Please give back an exact reproduction of the lines from the one with "Practice step: locate the car side" through the end of the entries below, and no others.

Dataset entries

# # #

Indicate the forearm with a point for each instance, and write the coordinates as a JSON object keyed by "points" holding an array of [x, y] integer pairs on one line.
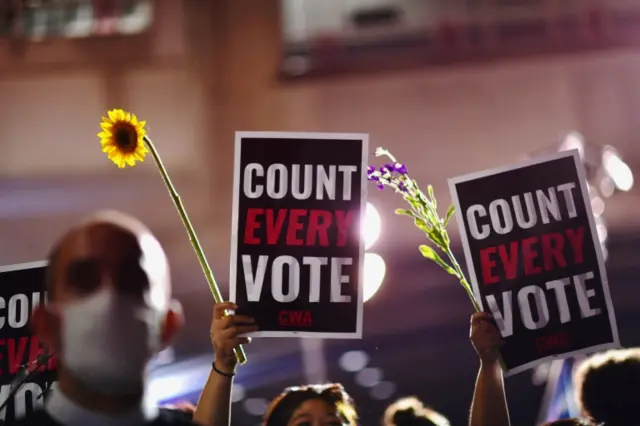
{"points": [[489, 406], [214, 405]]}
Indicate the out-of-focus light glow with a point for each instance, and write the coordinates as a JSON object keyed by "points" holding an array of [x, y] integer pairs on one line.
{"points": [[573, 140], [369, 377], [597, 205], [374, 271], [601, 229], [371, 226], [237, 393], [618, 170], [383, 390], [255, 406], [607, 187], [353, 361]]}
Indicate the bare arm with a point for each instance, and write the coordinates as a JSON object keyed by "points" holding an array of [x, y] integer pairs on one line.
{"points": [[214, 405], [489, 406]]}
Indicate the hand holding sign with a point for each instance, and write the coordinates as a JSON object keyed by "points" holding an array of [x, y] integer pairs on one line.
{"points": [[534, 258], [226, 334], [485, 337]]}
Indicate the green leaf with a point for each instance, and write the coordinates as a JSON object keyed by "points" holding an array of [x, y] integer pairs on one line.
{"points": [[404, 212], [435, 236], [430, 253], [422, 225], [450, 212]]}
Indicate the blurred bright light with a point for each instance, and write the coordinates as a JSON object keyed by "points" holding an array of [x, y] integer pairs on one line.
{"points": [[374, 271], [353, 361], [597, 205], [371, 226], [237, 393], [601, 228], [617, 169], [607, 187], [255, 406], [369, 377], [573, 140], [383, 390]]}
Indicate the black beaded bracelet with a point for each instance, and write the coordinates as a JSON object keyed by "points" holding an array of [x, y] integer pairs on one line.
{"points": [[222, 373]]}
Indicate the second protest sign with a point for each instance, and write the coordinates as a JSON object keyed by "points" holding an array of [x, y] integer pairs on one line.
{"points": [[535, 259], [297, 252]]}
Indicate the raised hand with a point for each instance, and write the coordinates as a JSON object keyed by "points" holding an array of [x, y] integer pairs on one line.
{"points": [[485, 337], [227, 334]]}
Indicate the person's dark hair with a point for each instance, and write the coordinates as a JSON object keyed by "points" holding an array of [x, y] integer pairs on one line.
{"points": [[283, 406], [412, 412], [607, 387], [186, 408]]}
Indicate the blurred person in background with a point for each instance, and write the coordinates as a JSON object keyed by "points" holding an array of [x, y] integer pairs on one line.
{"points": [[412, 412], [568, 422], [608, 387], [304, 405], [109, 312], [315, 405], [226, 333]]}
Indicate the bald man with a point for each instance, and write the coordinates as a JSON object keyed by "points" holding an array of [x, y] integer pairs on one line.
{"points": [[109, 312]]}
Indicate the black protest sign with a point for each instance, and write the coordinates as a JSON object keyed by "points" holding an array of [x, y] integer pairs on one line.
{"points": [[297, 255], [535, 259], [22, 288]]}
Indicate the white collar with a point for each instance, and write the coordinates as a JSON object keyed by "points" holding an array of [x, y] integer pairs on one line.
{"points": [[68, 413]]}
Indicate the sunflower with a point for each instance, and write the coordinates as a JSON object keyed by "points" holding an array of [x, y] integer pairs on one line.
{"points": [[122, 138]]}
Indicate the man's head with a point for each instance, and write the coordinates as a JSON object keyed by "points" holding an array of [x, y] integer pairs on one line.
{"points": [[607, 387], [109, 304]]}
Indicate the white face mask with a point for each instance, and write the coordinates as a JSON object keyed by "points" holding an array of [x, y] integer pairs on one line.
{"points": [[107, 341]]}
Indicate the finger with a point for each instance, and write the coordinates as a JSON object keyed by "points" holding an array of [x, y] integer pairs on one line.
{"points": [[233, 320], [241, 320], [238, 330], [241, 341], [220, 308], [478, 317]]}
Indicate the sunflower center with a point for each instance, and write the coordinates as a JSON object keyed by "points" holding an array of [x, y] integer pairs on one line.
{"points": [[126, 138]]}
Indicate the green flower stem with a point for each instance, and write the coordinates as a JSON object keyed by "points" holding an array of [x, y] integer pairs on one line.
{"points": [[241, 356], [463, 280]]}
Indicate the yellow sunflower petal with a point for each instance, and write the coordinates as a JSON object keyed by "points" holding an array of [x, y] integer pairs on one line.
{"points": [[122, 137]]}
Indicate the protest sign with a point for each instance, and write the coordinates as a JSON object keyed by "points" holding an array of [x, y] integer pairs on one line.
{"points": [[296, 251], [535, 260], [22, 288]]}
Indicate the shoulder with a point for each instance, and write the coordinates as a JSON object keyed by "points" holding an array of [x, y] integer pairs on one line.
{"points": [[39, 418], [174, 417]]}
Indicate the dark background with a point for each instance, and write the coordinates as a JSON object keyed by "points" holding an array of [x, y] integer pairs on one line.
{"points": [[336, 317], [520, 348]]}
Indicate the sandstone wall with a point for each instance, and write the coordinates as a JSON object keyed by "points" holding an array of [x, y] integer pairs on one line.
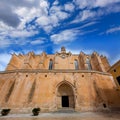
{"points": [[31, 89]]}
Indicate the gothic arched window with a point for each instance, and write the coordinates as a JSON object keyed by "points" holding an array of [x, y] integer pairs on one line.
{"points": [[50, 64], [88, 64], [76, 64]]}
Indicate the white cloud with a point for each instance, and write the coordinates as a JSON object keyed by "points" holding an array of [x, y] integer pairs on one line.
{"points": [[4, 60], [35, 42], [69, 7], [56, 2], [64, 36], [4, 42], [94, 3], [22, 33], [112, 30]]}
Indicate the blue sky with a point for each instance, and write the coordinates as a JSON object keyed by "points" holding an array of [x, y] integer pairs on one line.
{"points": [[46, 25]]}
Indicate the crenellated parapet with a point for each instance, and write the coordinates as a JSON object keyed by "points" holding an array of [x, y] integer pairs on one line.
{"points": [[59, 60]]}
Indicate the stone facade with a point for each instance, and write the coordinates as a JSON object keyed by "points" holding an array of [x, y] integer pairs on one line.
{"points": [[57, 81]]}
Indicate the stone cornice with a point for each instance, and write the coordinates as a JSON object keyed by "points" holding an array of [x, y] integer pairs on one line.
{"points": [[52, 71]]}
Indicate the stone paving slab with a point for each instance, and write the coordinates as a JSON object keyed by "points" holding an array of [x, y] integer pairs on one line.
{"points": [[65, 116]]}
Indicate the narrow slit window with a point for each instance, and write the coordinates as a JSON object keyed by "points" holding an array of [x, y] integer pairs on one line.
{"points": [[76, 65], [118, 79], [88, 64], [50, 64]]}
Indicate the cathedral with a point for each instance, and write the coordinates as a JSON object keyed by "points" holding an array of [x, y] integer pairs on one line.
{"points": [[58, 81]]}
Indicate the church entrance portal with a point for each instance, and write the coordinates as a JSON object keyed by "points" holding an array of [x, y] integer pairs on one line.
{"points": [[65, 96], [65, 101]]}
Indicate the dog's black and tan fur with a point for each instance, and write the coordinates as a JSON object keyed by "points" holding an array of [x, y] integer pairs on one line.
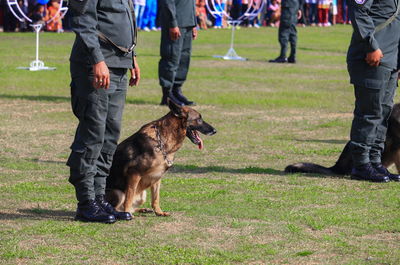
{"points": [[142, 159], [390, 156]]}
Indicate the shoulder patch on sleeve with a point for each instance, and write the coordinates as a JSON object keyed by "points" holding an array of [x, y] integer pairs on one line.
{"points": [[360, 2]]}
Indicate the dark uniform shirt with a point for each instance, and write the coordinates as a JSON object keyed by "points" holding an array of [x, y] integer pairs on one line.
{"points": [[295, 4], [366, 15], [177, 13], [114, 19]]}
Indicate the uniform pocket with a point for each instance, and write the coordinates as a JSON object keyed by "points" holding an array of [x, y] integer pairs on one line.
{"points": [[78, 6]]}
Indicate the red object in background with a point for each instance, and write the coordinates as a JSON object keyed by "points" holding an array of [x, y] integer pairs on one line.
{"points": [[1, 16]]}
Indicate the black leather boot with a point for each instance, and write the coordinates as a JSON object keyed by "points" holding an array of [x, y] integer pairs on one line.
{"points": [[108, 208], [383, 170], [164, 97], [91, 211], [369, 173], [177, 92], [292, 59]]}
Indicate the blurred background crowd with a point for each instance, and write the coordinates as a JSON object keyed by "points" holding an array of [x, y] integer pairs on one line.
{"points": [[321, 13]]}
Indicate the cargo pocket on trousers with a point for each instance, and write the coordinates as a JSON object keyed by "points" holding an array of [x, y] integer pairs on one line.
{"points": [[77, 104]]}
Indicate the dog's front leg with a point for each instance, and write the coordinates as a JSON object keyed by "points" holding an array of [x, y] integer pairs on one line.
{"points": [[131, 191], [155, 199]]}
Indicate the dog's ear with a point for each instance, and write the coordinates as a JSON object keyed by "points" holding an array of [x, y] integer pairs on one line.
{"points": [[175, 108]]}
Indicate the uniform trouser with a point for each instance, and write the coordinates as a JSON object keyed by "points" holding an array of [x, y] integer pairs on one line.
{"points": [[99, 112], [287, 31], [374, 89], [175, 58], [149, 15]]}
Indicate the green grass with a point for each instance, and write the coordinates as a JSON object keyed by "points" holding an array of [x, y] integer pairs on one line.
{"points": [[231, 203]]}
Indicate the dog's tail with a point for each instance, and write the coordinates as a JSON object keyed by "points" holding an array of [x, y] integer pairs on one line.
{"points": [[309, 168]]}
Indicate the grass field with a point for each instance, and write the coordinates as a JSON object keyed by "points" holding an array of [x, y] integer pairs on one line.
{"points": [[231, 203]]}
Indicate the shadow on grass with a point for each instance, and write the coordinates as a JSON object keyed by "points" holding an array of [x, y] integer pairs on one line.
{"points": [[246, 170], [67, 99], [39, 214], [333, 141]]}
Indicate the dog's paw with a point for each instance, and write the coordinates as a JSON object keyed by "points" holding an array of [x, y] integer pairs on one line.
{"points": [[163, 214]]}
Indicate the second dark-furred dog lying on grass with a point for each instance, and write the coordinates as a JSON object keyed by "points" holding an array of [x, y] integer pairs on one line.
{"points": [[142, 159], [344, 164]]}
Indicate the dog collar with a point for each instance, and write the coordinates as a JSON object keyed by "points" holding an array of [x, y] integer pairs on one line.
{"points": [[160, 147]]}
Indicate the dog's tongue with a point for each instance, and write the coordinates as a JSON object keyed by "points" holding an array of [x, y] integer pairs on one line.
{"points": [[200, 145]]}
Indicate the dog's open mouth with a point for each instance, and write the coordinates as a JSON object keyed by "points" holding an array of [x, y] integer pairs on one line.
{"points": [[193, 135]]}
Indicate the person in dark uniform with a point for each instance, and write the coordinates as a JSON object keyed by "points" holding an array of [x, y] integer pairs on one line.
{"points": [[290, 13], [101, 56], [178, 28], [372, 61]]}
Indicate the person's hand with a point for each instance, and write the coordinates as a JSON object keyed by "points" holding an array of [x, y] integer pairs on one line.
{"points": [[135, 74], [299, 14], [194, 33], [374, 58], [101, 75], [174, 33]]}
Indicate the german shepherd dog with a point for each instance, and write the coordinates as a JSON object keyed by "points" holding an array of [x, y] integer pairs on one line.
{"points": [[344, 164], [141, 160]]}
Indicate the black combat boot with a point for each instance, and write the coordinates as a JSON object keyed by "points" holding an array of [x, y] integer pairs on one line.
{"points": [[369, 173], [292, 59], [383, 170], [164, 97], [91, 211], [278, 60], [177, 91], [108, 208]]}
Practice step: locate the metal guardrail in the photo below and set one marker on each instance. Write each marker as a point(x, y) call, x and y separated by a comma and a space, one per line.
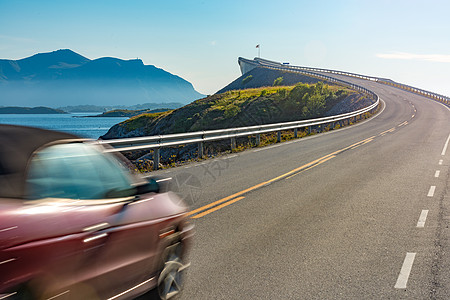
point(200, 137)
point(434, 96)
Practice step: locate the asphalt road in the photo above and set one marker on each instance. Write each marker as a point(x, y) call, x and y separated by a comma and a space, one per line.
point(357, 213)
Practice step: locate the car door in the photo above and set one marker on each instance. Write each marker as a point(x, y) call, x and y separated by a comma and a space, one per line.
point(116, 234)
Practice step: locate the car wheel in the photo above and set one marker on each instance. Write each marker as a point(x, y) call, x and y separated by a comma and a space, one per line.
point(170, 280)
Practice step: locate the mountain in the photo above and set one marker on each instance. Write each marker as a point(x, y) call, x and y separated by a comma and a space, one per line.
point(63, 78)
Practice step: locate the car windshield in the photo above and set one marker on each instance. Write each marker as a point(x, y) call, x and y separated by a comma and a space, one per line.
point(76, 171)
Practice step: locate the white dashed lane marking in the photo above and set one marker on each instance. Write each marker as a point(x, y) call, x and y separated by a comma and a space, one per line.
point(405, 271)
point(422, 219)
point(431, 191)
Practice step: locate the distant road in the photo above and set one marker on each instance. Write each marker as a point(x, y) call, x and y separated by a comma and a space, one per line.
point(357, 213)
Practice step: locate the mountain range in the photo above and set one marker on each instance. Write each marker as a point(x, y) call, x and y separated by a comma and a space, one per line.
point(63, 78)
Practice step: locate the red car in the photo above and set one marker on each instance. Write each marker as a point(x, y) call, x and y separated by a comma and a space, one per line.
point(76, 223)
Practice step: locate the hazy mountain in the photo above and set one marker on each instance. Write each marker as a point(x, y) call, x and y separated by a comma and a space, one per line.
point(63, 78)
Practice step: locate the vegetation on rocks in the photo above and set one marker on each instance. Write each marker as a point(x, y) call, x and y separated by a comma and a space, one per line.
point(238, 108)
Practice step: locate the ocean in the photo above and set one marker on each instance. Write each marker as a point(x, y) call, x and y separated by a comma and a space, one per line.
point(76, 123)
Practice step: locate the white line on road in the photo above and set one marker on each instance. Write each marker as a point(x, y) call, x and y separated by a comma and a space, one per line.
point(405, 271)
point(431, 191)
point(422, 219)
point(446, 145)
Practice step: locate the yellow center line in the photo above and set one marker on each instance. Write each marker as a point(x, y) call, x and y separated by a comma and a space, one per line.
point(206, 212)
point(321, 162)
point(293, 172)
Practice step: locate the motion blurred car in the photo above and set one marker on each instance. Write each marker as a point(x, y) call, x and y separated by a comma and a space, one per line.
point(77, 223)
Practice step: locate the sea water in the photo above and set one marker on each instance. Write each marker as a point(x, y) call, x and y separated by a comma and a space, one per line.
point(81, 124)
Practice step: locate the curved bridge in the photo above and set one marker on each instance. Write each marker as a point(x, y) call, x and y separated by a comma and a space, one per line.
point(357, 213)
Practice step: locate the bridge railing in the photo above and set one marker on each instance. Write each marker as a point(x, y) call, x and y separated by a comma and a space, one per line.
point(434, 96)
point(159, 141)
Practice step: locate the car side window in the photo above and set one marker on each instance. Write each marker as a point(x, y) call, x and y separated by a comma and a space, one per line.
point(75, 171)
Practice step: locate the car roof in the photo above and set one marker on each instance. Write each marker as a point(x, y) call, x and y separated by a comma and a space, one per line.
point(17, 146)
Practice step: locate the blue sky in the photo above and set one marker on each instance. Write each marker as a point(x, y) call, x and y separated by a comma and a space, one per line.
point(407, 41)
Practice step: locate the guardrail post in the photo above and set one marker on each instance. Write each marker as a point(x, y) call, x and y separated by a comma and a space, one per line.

# # #

▶ _Result for this exercise_:
Practice step: locate the car side window in the photo above and set one marker on each instance. Write each marker as a point(x, y) call, x and y separated by a comma and a space, one per line.
point(75, 171)
Practice step: locate the car roof in the photo above and set one marker on each instance. Write each marker as a point(x, y) call, x and y separated by a comma and a space, one per line.
point(17, 146)
Practice step: locate the blue sky in the photo above and set one marker on each instance. Write each marker as a point(x, y) call, x and y separated by a comma and a space, one per line.
point(407, 41)
Practice step: locate the guardrail post in the photo above and set one marker on each instance. Write each marker as a point(x, y) call, x and y separated by a comma and a space, one per line.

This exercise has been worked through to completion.